Supplied passage:
---
Price’s Missouri Expedition
Confederate General Kirby Smith’s sweeping triumph over Union forces in Arkansas and Louisiana during the Red River Campaign in the spring of 1864 emboldened him to authorize a daring cavalry raid into Missouri in September.
In early August 1864, Smith met with Thomas Reynolds (governor of Missouri’s Confederate government-in-exile) and selected Major General Sterling Price to lead the expedition. The three men decided they would use only cavalry or mounted infantry for the venture.
The expedition’s objectives were to divert Union troops away from Richmond and Atlanta, enlist Confederate recruits, capture and destroy Union war materials, and, if possible, capture St. Louis or Jefferson City. Smith also hoped that Confederate successes in Missouri would damage President Abraham Lincoln’s reelection hopes.
The Army of Missouri—Origins
After several weeks of preparation, Price left Camden, Arkansas, on August 28 and arrived at Princeton the next day, where he began organizing the force, which he named the Army of Missouri.
The army comprised three divisions of cavalry, mounted infantry, and supporting artillery, commanded by Major General James F. Fagan, Major General John S. Marmaduke, and Brigadier General Joseph O. Shelby.
Fagan’s Division, which was the largest, comprised four brigades, two of which were well-mounted and well-armed veterans from Arkansas. The other two were new recruits.
Marmaduke’s Division comprised two brigades, one of which was fairly well armed and mounted. The other brigade was made up of green Arkansas conscripts.
Shelby’s Division comprised three brigades, one of which was the crack Iron Brigade commanded by Brigadier General William C. Campbell. Most of Campbell’s 2,800 veteran soldiers were well mounted and well-armed with Enfield rifles. New recruits manned Shelby’s other two brigades.
In total, when Price’s Expedition began, the Army of Missouri comprised roughly 12,000 soldiers. However, up to 4,000 of them were unarmed and perhaps 1,000 of them lacked mounts.
Supporting the expedition were 300 rickety wagons carrying supplies and ammunition, and fourteen pieces of artillery.
The Army of Missouri—Battles
Battle of Fort Davidson and Beyond
On September 19, 1864, the Army of Missouri moved northward from Camden in three columns. The three divisions crossed into Missouri on the same day and reunited at Fredericktown on September 25.
Eager for a morale-boosting victory early in the campaign, Price attacked Fort Davidson, a lightly defended Union garrison at Pilot Knob, about eighty miles south of St. Louis on September 26. After a small Union force led by Brigadier General Thomas Ewing rebuffed Price’s assault, the Rebels withdrew and headed for Missouri’s capital, Jefferson City, near the center of the state.
For the next week, the Army of Missouri rampaged across central Missouri, destroying railroads, burning bridges, and looting. Bogged down by wagons loaded with supplies and plunder, the slow, undisciplined caravan did not approach the Missouri capital until October 6, 1864.
By the time the Confederates neared Jefferson City, Union Brigadier General Clinton Fisk, commander of the Union District of Northern Missouri, had ringed the city with formidable defenses, so Price chose to move on toward the Missouri-Kansas border on October 8.
---
Dataset entries:
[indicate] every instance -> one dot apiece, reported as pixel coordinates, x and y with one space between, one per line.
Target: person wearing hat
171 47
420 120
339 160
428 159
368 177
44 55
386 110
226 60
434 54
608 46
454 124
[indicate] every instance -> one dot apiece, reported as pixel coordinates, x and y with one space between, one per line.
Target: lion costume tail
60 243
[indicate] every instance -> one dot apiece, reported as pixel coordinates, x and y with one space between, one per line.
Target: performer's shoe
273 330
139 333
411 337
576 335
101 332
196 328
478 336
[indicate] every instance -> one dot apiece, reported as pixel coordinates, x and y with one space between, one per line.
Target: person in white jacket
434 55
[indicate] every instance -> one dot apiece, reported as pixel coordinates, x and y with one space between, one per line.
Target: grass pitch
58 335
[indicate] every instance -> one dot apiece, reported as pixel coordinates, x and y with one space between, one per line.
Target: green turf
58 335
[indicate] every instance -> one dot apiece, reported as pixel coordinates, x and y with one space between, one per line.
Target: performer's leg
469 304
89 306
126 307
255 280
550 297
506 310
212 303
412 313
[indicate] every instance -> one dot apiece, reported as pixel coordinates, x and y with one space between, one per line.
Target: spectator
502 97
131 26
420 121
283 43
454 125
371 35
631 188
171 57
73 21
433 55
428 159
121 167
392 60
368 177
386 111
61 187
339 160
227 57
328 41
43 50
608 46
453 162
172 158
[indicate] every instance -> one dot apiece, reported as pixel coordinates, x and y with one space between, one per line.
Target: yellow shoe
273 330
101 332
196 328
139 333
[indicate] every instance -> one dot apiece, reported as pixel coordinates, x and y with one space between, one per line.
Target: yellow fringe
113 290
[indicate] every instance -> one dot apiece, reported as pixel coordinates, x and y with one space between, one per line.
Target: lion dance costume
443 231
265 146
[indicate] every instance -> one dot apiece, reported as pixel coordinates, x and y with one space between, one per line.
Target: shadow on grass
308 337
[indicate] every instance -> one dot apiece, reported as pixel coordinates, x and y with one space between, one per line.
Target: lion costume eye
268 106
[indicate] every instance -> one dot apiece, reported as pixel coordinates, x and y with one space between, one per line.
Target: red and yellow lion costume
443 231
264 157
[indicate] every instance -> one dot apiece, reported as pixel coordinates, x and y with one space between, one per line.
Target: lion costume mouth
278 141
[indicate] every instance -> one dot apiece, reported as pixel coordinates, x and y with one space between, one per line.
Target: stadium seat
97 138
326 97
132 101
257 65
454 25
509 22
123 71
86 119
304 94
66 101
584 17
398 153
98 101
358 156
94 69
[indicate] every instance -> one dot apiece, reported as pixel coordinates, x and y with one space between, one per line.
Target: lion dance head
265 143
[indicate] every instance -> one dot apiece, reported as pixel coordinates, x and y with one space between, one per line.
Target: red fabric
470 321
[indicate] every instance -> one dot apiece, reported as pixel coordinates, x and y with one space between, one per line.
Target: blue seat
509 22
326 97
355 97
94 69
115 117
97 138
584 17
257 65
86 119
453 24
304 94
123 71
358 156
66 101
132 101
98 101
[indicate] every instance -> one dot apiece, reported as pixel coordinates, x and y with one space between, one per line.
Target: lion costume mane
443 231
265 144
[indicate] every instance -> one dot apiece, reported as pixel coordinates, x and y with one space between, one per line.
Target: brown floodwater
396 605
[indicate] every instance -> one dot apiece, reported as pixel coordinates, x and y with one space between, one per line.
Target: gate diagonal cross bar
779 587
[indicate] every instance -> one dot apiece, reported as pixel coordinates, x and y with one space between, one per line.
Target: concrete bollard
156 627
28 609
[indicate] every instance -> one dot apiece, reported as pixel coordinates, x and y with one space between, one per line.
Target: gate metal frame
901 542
---
Work instructions: Repeat word for word the part of the passage on Price's Missouri Expedition that opens with the words containing "Price’s Missouri Expedition" and closes with "for the venture.".

Result:
Price’s Missouri Expedition
Confederate General Kirby Smith’s sweeping triumph over Union forces in Arkansas and Louisiana during the Red River Campaign in the spring of 1864 emboldened him to authorize a daring cavalry raid into Missouri in September.
In early August 1864, Smith met with Thomas Reynolds (governor of Missouri’s Confederate government-in-exile) and selected Major General Sterling Price to lead the expedition. The three men decided they would use only cavalry or mounted infantry for the venture.